Kannst du aus den Daten unten alles von der Zeile mit „Expected: for each instance of the shoreline“ bis zum Ende der Daten wortgetreu abschreiben, einschließlich dieser ersten und der letzten Zeile?

Daten zur Aufgabe:
__________
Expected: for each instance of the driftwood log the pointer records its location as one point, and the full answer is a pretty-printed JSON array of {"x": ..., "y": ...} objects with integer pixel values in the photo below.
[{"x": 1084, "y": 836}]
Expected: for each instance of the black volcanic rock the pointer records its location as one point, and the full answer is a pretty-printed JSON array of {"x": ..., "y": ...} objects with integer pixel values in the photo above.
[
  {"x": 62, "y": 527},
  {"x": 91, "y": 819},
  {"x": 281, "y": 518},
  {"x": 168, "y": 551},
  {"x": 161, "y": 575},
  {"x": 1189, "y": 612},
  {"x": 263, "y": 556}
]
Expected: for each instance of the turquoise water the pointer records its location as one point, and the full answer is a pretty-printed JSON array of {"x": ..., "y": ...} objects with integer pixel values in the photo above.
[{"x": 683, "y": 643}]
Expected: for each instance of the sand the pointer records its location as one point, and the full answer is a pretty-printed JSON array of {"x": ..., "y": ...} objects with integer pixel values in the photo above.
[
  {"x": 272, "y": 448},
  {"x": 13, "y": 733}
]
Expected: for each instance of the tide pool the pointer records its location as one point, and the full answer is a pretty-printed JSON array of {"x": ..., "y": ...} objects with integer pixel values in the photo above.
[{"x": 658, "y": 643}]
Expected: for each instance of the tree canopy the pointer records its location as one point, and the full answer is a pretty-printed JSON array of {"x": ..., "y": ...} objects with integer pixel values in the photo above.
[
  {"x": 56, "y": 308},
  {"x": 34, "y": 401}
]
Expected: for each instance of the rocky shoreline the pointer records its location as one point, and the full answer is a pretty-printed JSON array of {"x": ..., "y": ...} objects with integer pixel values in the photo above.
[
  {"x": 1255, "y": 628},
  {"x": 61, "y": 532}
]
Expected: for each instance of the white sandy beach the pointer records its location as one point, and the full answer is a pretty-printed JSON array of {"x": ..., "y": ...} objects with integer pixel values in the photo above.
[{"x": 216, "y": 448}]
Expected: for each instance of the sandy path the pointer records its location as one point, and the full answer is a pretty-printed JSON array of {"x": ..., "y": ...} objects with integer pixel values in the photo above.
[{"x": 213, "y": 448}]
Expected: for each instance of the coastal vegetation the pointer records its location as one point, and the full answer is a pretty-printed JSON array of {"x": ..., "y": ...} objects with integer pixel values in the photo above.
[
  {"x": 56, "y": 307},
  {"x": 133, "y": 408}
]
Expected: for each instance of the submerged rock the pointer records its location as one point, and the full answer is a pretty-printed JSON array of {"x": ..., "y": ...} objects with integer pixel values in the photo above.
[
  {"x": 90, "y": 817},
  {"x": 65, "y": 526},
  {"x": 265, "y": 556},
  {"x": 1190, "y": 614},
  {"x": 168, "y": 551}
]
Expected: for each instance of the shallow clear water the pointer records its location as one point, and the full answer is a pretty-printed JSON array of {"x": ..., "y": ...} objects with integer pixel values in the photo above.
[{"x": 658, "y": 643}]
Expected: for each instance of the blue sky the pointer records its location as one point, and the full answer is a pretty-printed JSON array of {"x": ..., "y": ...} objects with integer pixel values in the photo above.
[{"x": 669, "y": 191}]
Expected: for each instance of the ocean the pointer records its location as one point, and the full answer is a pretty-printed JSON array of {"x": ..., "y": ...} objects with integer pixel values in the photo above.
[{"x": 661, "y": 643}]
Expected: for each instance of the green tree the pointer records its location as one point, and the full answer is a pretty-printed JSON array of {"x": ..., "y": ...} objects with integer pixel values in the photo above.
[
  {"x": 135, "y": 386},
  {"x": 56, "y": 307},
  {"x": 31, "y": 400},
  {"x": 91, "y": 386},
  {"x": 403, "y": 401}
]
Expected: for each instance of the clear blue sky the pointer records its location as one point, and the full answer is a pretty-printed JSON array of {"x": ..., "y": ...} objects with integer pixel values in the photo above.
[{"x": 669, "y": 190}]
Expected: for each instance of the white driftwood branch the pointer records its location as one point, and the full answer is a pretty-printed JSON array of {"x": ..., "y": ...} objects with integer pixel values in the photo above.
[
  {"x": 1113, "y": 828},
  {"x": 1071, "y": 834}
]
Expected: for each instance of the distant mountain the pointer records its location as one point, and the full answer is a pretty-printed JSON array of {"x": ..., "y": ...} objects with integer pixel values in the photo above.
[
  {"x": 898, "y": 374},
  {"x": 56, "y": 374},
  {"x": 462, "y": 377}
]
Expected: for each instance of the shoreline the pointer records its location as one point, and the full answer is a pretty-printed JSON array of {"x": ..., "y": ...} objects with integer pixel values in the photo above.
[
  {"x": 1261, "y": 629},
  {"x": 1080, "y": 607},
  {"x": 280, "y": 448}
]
__________
Die Ausgabe:
Expected: for each instance of the shoreline the pointer records its location as one point, and the full answer is a pretty-printed JSON array of {"x": ..., "y": ...} objects with integer pixel values in the photo above.
[
  {"x": 1261, "y": 629},
  {"x": 1080, "y": 607},
  {"x": 280, "y": 448}
]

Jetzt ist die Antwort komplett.